* _Extrait du texte_:
☆ ☆ ☆ ☆ ☆

III.               Dispositions législatives

[9]               Les dispositions pertinentes de la LIPR sont les paragraphes 36(1), 115(1) et 115(2), et ceux-ci sont reproduits sous l’Annexe A à la présente.

[10]           Les dispositions pertinentes du Code criminel, L.R.C. 1985, c. C-46 [CC], sont les paragraphes 264(1) à 264(3), ainsi que l’article 271, et ceux-ci sont reproduits sous l’Annexe B à la présente.

IV.              Décision contestée

[11]           Au début de ses motifs, le délégué reconnait l’importance de la Décision, précisant qu’elle établira si M. Mworosha peut ou non se faire renvoyer du Canada, en autant que le renvoi respecte l’article 7 de la Charte canadienne des droits et libertés [Charte], tel qu’énoncé par la Cour suprême du Canada [CSC] dans l’arrêt Suresh c. Canada (Ministre de la Citoyenneté de l’Immigration), 2002 CSC 1, [2002] 1 R.C.S. 3. À cette dernière fin, le délégué explique qu’il est nécessaire de considérer le danger à la population Canadienne, le risque de persécution posé par le renvoi ainsi que les considérations d’ordre humanitaire.

☆ ☆ ☆ ☆ ☆

* _Consignes_:
(a) D'après l'extrait de jugement, quelles dispositions de la LIPR sont pertinentes ?
(b) Recopiez le passage de l'extrait de jugement commençant par « [11]           Au début » et allant jusqu'à « considérations d’ordre humanitaire. », en remplaçant « délégué » par « représentant ».
(c) Rédigez la suite de l'extrait de jugement après sa dernière phrase.
La liste ne joue aucun rôle ici.

* _Matériel fourni_:
☆ ☆ ☆ ☆ ☆

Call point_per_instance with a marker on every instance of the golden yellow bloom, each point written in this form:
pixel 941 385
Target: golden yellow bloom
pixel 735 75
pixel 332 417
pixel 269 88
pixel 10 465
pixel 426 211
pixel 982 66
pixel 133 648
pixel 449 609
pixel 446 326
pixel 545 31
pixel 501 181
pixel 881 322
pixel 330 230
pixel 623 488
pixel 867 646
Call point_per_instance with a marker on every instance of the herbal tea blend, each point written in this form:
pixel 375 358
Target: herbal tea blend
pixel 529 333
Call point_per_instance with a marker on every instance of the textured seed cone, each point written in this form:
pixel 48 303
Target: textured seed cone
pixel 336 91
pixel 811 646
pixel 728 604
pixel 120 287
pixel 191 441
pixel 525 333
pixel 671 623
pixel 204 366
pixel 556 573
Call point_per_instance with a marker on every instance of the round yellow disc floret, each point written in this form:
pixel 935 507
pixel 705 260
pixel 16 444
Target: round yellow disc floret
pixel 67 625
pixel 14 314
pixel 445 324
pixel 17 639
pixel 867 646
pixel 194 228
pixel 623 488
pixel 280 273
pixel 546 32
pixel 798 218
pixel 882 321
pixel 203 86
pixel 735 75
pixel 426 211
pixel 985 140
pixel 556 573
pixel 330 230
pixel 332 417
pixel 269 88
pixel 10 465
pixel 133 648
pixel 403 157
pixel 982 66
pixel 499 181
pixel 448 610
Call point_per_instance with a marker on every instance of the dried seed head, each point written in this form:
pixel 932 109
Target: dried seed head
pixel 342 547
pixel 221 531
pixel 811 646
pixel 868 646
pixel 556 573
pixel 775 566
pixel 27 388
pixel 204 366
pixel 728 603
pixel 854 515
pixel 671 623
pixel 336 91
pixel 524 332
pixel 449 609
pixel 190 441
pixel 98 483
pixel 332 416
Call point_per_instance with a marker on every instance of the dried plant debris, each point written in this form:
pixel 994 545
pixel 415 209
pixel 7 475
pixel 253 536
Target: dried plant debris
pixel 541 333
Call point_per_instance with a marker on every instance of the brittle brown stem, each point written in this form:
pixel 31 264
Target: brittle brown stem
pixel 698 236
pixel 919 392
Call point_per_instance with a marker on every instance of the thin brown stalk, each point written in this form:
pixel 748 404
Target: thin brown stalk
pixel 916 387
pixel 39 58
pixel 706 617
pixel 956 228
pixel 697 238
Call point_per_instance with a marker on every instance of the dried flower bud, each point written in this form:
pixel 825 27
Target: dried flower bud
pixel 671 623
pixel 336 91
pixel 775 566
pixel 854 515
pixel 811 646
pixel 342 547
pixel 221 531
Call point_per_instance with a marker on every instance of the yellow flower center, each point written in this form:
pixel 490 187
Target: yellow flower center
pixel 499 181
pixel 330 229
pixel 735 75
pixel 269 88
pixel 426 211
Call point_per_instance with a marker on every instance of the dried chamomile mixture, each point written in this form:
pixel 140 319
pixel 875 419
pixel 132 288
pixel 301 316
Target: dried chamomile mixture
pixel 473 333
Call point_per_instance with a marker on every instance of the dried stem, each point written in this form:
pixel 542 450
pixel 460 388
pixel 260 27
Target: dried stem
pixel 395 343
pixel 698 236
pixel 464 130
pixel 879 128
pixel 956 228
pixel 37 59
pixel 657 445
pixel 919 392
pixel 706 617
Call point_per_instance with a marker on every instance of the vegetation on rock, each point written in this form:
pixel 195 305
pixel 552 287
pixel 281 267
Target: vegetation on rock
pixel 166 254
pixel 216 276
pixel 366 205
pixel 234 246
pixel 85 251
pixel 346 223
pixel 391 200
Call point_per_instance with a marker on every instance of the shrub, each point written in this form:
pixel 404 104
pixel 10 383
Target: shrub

☆ ☆ ☆ ☆ ☆

* _Résultats finaux_:
(a) Les paragraphes 36(1), 115(1) et 115(2).

(b)
[11]           Au début de ses motifs, le représentant reconnait l’importance de la Décision, précisant qu’elle établira si M. Mworosha peut ou non se faire renvoyer du Canada, en autant que le renvoi respecte l’article 7 de la Charte canadienne des droits et libertés [Charte], tel qu’énoncé par la Cour suprême du Canada [CSC] dans l’arrêt Suresh c. Canada (Ministre de la Citoyenneté de l’Immigration), 2002 CSC 1, [2002] 1 R.C.S. 3. À cette dernière fin, le représentant explique qu’il est nécessaire de considérer le danger à la population Canadienne, le risque de persécution posé par le renvoi ainsi que les considérations d’ordre humanitaire.

(c)
[12]           Ensuite, le délégué énumère et considère de près les dispositions pertinentes de la LIPR, notamment les paragraphes 36(1), 115(1) et 115(2). Il souligne que l’alinéa 115(2)a) est en accord avec le paragraphe 33(2) de la Convention.

[13]           Le délégué conclu correctement que M. Mworosha est inadmissible au Canada pour grande criminalité sous l’alinéa 36(1)a) de la LIPR en raison des condamnations pour harcèlement criminel et agression sexuelle, deux infractions criminelles passibles d’un emprisonnement maximal de 10 ans et pour laquelle M. Mworosha a reçu une peine totale de 18 mois d’emprisonnement. Le délégué résume les observations de M. Mworosha et de son conseil, et énumère les documents soumis à l’appui de ces observations. Le délégué fait référence à l’expression « danger pour le public », tel qu’énuméré dans Williams c. Canada (ministre de la Citoyenneté et de l’Immigration), [1997] 2 C.F. 646 au para 29, [1997] A.C.F. no 393 [Williams].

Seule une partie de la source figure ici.